Task item:
List every amount in the article on chicken labels that is stated with a unit of weight, quoting each as it appears.

Provided passage:
•••
Home > Health & Nutrition

Chicken Labels: A Free Range of Interpretation

It can be a healthy source of lean protein, but if you’re buying chicken from a supermarket, take a look at the label

If you ate chicken today, you’re not alone. Chickens are cheap to feed and occupy small spaces, making them one of the world’s most consumed meats. As consumers, we’ve started questioning where our food comes from and how animals are raised, putting the pressure on farmers to produce a high volume of good quality meat in environmentally friendly ways.

Depending on your training schedule, you need anywhere from 1.2 to 2 grams of protein per kilogram of body weight. Aim for the lower end during high-mileage, carbohydrate-focused periods and the upper end to recover and build muscle during high-intensity speed and weight-training periods. At 10 grams of protein per ounce, just one three-ounce serving of chicken provides about a third of your daily muscle-making needs. If you choose skinless white meat, you’ll also keep your calorie count to a minimum.
•••
Listed entries:
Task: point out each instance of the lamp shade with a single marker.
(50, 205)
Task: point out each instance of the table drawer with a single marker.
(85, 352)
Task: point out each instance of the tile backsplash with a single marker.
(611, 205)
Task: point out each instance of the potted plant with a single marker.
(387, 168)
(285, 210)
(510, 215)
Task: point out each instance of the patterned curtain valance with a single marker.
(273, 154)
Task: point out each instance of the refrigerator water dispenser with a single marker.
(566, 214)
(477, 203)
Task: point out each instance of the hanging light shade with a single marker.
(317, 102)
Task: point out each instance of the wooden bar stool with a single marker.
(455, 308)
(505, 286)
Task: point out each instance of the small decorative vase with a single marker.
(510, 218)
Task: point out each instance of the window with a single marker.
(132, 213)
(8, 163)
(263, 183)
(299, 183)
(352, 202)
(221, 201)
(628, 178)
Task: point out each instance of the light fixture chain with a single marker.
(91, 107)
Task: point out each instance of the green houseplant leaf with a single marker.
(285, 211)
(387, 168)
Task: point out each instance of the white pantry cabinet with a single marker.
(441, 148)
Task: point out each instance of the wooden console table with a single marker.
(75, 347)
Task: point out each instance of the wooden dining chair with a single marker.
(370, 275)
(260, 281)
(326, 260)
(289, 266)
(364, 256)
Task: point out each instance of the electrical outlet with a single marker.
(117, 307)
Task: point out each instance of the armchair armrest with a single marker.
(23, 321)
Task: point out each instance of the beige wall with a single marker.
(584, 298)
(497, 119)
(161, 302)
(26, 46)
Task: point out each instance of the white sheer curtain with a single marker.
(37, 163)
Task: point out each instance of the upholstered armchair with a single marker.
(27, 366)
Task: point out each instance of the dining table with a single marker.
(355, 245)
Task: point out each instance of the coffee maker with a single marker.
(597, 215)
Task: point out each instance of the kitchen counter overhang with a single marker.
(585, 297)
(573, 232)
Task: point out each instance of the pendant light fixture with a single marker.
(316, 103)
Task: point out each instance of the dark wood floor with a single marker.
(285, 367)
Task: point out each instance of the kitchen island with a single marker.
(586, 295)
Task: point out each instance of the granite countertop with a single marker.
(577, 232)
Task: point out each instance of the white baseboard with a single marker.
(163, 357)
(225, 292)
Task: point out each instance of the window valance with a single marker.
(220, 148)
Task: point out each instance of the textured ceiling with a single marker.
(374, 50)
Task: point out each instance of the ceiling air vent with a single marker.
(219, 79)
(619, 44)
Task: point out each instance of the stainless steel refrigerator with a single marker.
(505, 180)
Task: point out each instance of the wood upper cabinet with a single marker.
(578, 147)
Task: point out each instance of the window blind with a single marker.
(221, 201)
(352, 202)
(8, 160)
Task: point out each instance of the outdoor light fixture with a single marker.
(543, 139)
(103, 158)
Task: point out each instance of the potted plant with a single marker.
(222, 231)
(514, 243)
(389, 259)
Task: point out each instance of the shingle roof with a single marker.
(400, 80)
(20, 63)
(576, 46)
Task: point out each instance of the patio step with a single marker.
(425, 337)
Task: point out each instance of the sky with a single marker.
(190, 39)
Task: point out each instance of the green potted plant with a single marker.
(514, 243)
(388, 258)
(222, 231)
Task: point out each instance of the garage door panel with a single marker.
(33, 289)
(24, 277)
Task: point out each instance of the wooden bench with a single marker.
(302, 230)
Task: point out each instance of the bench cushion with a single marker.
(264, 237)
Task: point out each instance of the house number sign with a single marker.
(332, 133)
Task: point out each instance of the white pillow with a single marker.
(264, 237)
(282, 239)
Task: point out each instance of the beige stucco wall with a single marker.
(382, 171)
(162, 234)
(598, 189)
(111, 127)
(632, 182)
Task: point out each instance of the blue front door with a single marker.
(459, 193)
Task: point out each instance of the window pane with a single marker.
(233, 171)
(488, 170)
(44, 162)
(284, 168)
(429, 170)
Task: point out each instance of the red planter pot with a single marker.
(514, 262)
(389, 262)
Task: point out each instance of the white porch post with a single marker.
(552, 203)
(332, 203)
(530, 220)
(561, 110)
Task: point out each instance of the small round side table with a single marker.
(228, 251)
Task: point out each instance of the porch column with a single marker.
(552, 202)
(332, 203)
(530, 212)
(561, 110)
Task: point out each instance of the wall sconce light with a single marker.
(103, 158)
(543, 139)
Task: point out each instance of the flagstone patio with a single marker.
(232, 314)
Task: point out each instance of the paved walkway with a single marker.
•••
Solution to the problem:
- 1.2 to 2 grams of protein per kilogram of body weight
- 10 grams of protein per ounce
- three-ounce serving